==== Source extract ====

It may have escaped some of you, but this is not simple Victim-blaming. The writer, by blaming himself for the attack, deliberately assumes control over the event and by extension removes the issue of choice from the mugger – who, after all, could not help doing what he did. This is at once supreme arrogance and rationalization in the same breath. The assumption at bottom is that the writer has complete control over his reality, and that only he decides what happens through his choices. None of the rest of us rise to the level of choice unless he decides, and then only if our decisions please him.
What a arrogant individual. Of course, this arrogance, as many have noted, has been taken to its logical conclusion and the writer of this pieces reads as though he has been knocking back stupid pills. But trust me when I say that, in the world of the egoist, this all makes perfect sense. That it might lead to the writer’s own eventual extinction is just part of the price a swollen ego will pay – better to rule in hell than serve in heaven, as Milton wrote.
Spot on! The same arrogance could imply the opposite if society’s norms were different. The enlightened individual telling the masses what to think. Basic Marxism.
Please just send me your address to assist my need to equalize my personal situation with yours. After all Christmas is coming and I’m a bit low right now.
This yuppy wasn’t robbed. He’s clearly lying. And the part about having never seen a gun or knowing where to acquire one is most unbelievable. This guy, a college student (Isn’t he supposed to be educated?), is clearly insulting his reader’s intelligence with these statements.
Pathetic is that there are some who just don’t get it. The victim is not blaming her/himself. S/he simply isn’t blaming those who mugged him/her and suggesting that if we lived in a more egalitarian society there would be neither mugger nor victim.
Stephen –
Finally a voice of reason. Every other commenter employed the archetypes of gender conformity to assume that Oliver chose to identify as a male. This continues the brutal imposition of the male/female dichotomy so typical of insensitive Americans.
While I expect nothing better from Neanderthal conservatives, I do expect liberals to respect that Oliver may chose to identify as masculine, feminine, bisexual, or fremish.
Your use of “s/he” in spite of the traditional identification of the author as “Oliver” speaks to your deep understanding of gender politics and sensibilities.

==== Extracted data ====

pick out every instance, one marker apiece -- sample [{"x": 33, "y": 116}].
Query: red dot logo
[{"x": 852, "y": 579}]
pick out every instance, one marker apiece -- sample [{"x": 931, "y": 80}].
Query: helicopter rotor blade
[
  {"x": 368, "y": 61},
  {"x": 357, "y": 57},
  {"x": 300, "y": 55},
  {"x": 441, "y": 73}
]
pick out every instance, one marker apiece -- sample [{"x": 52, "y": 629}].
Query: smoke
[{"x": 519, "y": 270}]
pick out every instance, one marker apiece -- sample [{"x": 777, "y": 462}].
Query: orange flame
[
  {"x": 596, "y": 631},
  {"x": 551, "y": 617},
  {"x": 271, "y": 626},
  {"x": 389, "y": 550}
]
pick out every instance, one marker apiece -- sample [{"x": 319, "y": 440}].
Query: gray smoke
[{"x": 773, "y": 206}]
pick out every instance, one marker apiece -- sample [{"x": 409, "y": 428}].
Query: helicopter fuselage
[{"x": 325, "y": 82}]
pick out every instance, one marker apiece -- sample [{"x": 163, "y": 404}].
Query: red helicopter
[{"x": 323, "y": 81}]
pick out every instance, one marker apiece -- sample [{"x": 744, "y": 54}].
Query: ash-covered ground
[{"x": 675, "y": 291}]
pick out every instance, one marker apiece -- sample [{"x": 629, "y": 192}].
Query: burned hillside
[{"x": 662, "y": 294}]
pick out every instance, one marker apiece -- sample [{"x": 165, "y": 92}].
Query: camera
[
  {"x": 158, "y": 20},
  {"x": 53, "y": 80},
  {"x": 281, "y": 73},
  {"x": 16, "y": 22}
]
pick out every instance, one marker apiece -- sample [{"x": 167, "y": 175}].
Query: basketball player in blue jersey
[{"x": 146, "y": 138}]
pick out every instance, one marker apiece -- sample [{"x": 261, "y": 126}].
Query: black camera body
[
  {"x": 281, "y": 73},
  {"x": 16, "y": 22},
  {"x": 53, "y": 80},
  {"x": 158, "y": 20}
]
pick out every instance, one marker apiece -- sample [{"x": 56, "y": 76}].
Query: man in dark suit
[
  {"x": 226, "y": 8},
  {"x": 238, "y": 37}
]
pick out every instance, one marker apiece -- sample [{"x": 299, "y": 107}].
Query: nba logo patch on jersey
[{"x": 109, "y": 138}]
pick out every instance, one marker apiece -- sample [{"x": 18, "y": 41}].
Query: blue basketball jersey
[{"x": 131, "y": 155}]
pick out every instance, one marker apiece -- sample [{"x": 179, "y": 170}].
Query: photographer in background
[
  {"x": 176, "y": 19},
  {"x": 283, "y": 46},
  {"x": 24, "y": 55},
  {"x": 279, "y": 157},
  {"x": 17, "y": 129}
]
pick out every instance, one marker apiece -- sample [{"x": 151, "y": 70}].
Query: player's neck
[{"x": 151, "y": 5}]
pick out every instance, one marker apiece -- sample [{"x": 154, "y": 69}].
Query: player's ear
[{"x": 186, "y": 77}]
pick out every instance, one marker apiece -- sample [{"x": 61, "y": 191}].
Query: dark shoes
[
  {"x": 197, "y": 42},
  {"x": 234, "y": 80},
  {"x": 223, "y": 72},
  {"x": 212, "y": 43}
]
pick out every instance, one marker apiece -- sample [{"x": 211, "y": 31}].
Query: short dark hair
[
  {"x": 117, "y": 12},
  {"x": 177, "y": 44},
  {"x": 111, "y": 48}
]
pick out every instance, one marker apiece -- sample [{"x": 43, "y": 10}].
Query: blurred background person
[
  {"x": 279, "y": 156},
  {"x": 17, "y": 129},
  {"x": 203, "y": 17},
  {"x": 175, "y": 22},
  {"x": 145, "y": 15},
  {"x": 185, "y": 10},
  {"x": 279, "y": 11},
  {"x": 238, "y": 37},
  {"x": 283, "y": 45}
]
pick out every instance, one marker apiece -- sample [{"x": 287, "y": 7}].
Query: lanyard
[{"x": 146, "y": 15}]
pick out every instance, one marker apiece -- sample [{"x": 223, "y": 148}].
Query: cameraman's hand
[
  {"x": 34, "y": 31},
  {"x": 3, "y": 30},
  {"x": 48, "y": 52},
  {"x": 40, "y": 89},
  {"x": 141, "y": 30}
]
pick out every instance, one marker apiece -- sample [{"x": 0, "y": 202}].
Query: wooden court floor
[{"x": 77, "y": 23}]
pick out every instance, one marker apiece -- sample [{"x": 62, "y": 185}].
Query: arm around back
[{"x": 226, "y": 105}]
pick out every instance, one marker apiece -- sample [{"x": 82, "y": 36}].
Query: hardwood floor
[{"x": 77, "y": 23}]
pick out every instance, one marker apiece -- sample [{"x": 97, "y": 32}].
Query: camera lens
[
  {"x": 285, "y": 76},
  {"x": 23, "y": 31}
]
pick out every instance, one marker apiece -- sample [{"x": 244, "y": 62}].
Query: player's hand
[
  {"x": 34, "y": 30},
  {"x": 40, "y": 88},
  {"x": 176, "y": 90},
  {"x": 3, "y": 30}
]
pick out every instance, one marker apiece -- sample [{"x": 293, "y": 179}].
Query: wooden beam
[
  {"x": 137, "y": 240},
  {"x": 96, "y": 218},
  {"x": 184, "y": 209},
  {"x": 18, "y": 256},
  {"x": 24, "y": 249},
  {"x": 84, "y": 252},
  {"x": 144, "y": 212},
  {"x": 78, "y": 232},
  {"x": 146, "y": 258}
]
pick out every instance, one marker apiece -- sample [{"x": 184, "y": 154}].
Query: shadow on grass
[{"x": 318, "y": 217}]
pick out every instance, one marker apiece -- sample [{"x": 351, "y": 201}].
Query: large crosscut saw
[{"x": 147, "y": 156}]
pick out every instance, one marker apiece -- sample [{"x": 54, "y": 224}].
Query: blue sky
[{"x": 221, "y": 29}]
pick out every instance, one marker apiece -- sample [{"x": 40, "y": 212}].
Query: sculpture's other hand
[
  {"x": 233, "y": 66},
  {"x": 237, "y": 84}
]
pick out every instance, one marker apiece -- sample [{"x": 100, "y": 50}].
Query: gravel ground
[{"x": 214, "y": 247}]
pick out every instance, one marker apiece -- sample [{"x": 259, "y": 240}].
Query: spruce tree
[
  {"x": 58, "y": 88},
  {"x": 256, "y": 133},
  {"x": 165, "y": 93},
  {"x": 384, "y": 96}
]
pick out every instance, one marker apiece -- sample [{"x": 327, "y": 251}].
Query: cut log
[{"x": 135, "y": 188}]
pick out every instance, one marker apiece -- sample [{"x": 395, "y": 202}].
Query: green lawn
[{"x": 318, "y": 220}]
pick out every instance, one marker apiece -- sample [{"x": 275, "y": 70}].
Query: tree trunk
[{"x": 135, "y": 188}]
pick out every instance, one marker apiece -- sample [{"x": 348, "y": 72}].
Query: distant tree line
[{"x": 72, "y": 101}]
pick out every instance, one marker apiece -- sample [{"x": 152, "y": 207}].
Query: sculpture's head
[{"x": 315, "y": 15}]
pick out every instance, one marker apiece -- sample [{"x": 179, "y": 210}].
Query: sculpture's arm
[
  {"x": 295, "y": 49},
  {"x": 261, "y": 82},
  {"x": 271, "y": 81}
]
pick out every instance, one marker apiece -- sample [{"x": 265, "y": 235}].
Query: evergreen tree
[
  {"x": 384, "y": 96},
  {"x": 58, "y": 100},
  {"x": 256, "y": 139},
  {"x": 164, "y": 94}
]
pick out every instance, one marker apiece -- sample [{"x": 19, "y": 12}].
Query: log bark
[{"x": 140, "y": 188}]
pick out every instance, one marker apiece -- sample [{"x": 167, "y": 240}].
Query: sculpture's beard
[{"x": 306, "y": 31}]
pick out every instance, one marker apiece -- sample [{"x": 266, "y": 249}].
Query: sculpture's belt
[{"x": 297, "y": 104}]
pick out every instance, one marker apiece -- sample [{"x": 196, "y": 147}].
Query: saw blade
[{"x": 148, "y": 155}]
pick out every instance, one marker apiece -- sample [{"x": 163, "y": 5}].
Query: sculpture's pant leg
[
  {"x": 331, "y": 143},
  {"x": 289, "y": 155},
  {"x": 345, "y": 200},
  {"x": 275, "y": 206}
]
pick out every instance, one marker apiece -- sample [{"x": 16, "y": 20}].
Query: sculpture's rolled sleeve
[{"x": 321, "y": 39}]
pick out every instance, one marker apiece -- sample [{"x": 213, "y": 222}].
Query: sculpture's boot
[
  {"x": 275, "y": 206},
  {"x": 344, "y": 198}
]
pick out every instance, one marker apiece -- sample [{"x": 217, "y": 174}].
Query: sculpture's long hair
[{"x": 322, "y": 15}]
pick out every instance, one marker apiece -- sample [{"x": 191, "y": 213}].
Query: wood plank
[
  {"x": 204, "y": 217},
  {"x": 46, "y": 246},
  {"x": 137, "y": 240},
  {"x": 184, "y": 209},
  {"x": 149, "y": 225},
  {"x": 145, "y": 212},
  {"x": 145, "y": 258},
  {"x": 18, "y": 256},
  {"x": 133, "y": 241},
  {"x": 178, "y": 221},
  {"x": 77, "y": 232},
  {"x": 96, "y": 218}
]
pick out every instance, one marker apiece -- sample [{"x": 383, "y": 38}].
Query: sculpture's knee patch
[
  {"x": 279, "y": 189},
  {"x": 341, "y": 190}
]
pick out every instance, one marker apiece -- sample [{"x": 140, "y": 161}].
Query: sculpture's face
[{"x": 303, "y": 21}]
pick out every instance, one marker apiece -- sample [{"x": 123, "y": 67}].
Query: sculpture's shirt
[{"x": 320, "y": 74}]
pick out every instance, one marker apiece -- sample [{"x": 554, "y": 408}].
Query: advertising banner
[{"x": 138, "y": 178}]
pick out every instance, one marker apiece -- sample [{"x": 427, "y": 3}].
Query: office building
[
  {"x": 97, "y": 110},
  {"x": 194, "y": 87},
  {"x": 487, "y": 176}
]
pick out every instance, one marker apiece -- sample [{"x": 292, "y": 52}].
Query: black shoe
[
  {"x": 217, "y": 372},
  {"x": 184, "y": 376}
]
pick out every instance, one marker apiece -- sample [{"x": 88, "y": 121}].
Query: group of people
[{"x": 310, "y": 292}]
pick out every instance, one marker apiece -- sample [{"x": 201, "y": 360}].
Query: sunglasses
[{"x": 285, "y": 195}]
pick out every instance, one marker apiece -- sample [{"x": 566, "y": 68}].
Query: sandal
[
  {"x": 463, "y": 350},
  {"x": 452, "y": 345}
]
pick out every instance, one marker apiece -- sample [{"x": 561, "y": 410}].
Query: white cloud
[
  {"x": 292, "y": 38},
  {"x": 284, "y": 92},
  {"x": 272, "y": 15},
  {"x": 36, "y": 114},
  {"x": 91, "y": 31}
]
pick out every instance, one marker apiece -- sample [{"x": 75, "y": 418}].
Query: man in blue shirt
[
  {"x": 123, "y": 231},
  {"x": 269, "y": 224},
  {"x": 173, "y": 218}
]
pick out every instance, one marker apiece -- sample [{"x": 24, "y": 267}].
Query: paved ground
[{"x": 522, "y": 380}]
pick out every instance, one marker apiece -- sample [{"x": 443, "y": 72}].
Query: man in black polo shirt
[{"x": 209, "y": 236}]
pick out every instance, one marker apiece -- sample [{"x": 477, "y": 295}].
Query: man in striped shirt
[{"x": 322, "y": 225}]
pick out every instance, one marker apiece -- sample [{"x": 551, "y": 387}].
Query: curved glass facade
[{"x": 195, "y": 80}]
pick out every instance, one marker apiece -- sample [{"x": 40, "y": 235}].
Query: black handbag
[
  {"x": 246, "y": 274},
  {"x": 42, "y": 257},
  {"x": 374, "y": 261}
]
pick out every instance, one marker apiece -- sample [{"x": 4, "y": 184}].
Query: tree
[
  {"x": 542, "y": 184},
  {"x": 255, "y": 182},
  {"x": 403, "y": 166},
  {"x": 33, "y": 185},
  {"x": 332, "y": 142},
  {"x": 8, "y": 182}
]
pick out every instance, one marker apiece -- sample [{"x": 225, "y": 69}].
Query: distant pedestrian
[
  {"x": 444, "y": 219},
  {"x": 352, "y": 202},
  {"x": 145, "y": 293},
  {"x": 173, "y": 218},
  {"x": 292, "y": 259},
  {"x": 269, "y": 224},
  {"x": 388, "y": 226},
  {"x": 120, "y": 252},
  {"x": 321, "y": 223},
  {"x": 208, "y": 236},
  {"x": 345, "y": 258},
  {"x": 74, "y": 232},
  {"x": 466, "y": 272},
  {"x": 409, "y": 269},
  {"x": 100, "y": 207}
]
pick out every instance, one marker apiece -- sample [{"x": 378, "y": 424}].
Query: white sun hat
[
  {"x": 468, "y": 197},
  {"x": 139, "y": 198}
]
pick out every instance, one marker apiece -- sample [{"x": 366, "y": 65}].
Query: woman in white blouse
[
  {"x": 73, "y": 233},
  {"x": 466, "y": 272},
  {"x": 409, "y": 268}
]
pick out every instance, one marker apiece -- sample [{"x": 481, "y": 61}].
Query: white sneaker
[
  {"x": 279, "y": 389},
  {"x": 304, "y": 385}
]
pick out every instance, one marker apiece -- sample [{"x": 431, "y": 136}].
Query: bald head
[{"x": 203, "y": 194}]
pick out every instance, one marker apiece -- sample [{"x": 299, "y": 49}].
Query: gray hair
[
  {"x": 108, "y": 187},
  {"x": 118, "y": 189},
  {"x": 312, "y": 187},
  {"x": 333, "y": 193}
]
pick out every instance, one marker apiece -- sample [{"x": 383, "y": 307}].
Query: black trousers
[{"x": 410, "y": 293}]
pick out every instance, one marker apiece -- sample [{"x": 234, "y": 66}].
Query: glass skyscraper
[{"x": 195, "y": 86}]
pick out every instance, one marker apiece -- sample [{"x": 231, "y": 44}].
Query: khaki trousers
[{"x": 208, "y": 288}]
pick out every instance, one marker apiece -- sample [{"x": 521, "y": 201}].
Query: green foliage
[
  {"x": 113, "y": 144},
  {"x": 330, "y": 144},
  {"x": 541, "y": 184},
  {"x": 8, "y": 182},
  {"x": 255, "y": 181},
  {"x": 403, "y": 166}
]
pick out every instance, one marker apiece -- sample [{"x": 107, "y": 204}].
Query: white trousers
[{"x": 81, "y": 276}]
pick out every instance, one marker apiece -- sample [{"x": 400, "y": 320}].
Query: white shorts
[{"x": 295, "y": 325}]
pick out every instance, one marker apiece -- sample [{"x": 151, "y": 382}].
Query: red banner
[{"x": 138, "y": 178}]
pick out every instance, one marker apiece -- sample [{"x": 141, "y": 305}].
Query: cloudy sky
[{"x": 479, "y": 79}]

====

## Problems to work on
[A] In the comment thread, which writer is cited for the line "better to rule in hell than serve in heaven"?
[B] Extract the passage of the comment thread starting at "This yuppy wasn’t" and ending at "with these statements.".
The records play no part in what is asked here.

## Answers for the tasks
[A] Milton

[B]
This yuppy wasn’t robbed. He’s clearly lying. And the part about having never seen a gun or knowing where to acquire one is most unbelievable. This guy, a college student (Isn’t he supposed to be educated?), is clearly insulting his reader’s intelligence with these statements.